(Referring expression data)
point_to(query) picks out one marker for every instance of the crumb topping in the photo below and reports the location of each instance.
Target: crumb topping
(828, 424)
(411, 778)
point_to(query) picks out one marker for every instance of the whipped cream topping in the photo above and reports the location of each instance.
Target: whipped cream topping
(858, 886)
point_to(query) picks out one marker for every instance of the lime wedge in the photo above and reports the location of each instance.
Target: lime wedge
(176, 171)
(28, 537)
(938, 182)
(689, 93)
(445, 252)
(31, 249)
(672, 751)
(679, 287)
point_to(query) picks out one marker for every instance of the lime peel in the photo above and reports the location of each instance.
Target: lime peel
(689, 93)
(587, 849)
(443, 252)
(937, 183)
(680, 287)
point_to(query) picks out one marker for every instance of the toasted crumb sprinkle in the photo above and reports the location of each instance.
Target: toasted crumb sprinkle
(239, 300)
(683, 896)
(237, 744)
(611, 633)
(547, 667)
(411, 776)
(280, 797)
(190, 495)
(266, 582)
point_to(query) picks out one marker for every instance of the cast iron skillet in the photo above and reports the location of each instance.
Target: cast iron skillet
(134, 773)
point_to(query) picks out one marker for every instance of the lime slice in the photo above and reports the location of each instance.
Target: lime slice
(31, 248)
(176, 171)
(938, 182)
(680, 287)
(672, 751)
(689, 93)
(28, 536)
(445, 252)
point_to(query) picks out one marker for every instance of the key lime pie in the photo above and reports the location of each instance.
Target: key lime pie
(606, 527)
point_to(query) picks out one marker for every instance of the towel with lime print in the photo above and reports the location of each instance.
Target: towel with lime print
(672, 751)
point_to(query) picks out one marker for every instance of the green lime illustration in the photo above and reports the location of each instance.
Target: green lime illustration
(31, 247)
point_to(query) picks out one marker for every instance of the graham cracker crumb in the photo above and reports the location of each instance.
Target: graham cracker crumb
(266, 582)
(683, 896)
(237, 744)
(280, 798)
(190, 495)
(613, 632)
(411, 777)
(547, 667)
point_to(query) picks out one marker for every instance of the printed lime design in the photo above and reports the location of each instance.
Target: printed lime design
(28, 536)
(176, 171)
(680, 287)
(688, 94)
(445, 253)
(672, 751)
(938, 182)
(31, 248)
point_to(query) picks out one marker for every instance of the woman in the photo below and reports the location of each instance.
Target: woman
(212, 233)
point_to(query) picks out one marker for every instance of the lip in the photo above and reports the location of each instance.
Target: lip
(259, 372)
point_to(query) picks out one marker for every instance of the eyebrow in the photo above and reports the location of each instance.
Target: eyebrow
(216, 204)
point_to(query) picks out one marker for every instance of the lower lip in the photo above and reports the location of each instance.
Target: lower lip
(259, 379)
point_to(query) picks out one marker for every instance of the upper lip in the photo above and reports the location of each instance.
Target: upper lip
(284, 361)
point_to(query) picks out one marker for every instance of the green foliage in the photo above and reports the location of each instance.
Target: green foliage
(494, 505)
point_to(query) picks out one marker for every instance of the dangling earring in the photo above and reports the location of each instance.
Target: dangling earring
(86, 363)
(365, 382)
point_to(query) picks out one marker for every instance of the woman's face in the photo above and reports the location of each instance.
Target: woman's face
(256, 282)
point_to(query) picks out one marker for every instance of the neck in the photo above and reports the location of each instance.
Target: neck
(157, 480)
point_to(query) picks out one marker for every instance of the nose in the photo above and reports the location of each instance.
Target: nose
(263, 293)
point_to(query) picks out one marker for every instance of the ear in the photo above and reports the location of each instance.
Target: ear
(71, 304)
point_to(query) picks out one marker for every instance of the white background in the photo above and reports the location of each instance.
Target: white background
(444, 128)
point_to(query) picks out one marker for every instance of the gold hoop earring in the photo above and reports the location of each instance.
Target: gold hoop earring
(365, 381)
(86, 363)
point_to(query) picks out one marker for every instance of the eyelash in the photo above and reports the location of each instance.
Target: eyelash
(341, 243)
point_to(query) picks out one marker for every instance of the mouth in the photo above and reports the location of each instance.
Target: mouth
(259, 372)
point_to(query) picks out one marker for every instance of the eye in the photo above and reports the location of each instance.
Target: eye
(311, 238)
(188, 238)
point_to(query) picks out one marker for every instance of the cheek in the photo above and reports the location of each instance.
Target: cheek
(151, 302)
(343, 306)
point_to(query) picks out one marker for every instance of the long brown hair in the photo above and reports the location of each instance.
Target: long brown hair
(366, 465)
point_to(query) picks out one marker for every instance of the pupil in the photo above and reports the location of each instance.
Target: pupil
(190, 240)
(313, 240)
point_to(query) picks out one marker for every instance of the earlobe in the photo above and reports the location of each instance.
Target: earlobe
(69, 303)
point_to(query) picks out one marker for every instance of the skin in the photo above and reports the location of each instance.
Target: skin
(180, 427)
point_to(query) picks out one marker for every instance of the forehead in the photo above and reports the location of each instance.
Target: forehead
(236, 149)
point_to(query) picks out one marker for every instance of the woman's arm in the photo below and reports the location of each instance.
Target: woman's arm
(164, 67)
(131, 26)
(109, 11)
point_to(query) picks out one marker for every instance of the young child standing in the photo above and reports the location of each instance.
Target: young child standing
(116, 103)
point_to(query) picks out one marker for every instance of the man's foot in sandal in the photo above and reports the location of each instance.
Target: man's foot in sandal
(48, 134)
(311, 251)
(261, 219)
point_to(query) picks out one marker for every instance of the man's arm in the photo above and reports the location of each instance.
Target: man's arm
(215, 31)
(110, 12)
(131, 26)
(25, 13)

▶ Task objective
Scan the entries above and copy each line where "below" occurs.

▶ Task response
point_to(query) picks out one marker for every instance of the crumb topping in the photo below and reports the location of each instance.
point_to(query) picks out one marker for every instance of the woman in the photo below and reports the location of each instance.
point_to(query) picks out one marker for every instance of the woman's arm in the photo below and reports the location of each instance.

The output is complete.